╭─ TEXT PROVIDED

Thanks for the comments. Many of these things are on the radar, and
contributions are very much welcome and encouraged. As is often the case in
open source projects at a relatively early stage, such issues are not
technically blocked so much as rate-limited by concerns like "graduation",
"tenure", and "sleep". So every little bit helps :) To address a couple
points:

Compile time - yes, this is everyone's major peeve. there are several open
issues you can read on the julia github tracker. basically there are
parallel efforts (including improvements already on 0.4-dev and a number of
open PRs) - towards improved caching (general and module-level), and
towards compiler improvements (there is an issue called 'compiler
improvement tracker')

Reloading - see https://github.com/malmaud/Autoreload.jl and
http://junolab.org/. the general plan is to make a Julia superbundle with
more of these nice things packaged together for one-click-install.
hopefully we will have that for the 0.4 release.

* Is there anything like Matlab's 'format'?

Not sure exactly, but probably @printf does something similar

Line numbers - there are several open issues about this, and various pull
requests to both Julia and LLVM to improve the situation.

I think there might be an open issue or even a PR about getting the
`str<ctrl-p>` behavior.
Ctrl-p/n work to step through history, without typing ctrl-r


On Sat, Nov 22, 2014 at 10:24 PM, Christian Peel <[email protected]> wrote:

> Hi all,
>
> I'm excited about Julia because of the speed and open nature of the
> language.  I have a couple of suggestions from the past couple of days of
> my time with the language:  (1) decrease the JIT time to allow faster code
> changes, (2) automatically detect changed files and reload them, again to
> allow developers to change their code quicker.    Combine that with the
> integrated debugger that I believe is coming soon, and I think Julia will
> be much more appealing.

╰─

### TO DO
1. Could you rewrite the Julia reply starting with "On Sat, Nov" and going on through "much more appealing.", putting "profiler" in place of "debugger"?
2. Which topics in the Julia reply are introduced by a short heading followed by a dash?
3. Answer these questions about the Julia reply:
(a) On what date did Christian Peel write the quoted message?
(b) For which release does the reply hope to have the Julia superbundle?
(c) What does the reply suggest probably does something similar to Matlab's 'format'?

╭─ EXTRACTED DATA

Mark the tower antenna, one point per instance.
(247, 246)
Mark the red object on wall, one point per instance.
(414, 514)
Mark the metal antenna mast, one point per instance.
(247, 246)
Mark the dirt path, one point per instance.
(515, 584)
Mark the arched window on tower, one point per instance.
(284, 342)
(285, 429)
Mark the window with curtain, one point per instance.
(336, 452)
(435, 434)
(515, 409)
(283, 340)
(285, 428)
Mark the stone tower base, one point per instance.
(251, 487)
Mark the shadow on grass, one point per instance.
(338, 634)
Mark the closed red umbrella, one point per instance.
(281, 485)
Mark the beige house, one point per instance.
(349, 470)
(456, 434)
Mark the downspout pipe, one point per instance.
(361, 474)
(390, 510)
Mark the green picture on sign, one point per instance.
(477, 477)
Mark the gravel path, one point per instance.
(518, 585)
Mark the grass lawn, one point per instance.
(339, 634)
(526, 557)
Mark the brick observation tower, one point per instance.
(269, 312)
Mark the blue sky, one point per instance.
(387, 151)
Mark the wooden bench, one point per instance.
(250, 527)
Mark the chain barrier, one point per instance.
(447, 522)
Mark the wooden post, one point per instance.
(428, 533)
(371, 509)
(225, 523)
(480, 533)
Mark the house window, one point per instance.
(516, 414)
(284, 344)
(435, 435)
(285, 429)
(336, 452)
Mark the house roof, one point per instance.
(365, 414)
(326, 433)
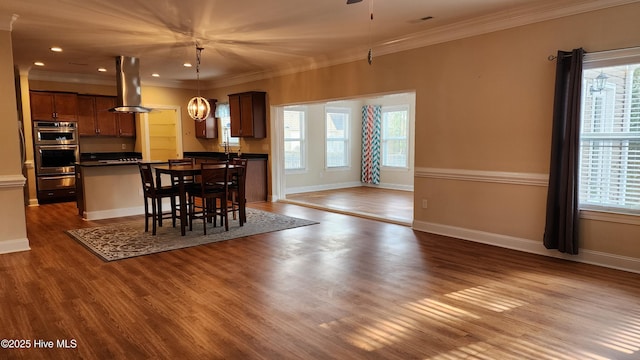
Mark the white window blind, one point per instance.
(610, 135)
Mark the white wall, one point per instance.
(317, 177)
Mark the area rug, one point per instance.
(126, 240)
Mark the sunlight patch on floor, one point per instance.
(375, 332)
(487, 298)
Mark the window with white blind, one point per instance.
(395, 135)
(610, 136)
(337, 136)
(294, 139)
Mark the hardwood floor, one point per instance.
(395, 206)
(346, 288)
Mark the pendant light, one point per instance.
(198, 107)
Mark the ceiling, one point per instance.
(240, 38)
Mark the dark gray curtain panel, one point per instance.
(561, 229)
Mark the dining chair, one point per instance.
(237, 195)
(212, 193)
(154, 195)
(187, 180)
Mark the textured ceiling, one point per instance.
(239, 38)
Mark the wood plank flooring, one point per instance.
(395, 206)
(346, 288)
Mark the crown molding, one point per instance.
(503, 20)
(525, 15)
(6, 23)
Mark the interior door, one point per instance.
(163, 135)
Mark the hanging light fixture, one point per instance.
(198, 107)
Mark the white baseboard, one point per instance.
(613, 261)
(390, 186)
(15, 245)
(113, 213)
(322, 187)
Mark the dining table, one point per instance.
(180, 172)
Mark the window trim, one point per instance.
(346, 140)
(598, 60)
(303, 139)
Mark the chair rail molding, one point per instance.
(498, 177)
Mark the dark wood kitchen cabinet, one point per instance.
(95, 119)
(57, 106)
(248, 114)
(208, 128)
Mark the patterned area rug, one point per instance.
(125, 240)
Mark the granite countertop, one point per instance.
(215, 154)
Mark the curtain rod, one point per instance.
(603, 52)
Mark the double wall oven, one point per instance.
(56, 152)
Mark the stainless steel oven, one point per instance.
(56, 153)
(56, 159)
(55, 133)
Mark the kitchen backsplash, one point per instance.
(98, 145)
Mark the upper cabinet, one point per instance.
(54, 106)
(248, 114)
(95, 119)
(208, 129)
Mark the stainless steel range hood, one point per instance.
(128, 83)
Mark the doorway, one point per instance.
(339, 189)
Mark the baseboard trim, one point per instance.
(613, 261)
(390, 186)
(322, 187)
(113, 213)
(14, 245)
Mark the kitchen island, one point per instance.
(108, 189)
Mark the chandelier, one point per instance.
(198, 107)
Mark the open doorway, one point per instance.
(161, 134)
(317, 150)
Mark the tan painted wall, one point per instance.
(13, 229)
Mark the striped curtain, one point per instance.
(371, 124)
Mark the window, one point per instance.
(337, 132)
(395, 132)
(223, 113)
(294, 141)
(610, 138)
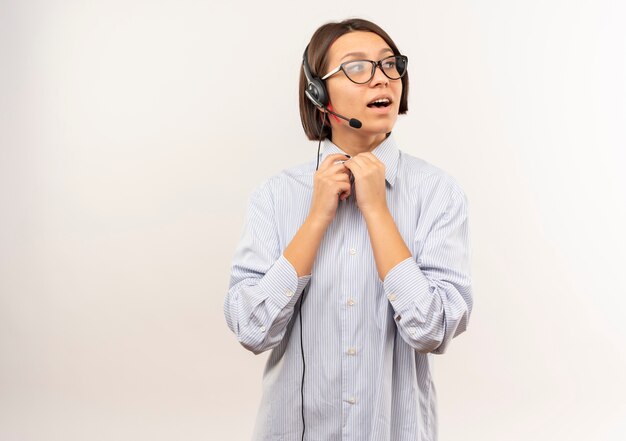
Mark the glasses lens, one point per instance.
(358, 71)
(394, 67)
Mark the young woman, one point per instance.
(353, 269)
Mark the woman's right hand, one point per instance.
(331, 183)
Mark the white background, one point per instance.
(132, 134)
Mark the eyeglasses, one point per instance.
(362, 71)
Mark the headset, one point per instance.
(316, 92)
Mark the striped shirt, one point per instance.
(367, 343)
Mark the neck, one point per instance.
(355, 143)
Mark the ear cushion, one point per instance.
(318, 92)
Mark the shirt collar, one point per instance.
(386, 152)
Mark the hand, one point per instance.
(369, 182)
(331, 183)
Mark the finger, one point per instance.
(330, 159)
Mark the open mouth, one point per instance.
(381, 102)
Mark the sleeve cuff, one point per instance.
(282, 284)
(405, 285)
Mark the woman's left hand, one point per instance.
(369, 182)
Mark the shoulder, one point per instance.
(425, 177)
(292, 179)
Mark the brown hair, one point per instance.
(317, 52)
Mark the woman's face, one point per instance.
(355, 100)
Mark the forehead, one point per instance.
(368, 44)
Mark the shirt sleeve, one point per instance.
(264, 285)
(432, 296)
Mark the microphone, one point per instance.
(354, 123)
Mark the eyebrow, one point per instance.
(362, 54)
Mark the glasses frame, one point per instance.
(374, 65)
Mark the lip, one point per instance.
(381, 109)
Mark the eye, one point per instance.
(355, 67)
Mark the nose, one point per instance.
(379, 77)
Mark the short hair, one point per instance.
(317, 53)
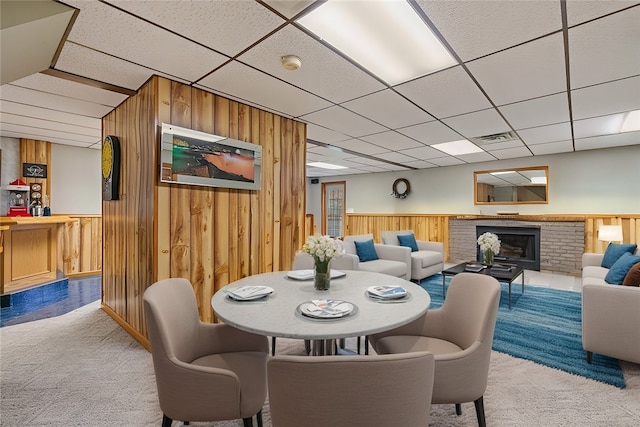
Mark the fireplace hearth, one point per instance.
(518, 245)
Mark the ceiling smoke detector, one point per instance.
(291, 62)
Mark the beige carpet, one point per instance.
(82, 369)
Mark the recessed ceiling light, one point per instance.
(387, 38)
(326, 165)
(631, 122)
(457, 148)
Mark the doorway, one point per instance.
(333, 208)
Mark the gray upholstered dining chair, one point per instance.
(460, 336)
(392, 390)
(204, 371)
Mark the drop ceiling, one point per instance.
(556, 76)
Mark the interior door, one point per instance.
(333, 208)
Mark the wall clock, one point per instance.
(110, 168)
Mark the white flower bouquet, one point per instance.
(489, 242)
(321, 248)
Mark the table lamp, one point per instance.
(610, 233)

╰─

### FULL ANSWERS
1.
On Sat, Nov 22, 2014 at 10:24 PM, Christian Peel <[email protected]> wrote:

> Hi all,
>
> I'm excited about Julia because of the speed and open nature of the
> language.  I have a couple of suggestions from the past couple of days of
> my time with the language:  (1) decrease the JIT time to allow faster code
> changes, (2) automatically detect changed files and reload them, again to
> allow developers to change their code quicker.    Combine that with the
> integrated profiler that I believe is coming soon, and I think Julia will
> be much more appealing.

2.
Compile time
Reloading
Line numbers

3.
(a) Saturday, November 22, 2014
(b) The 0.4 release
(c) @printf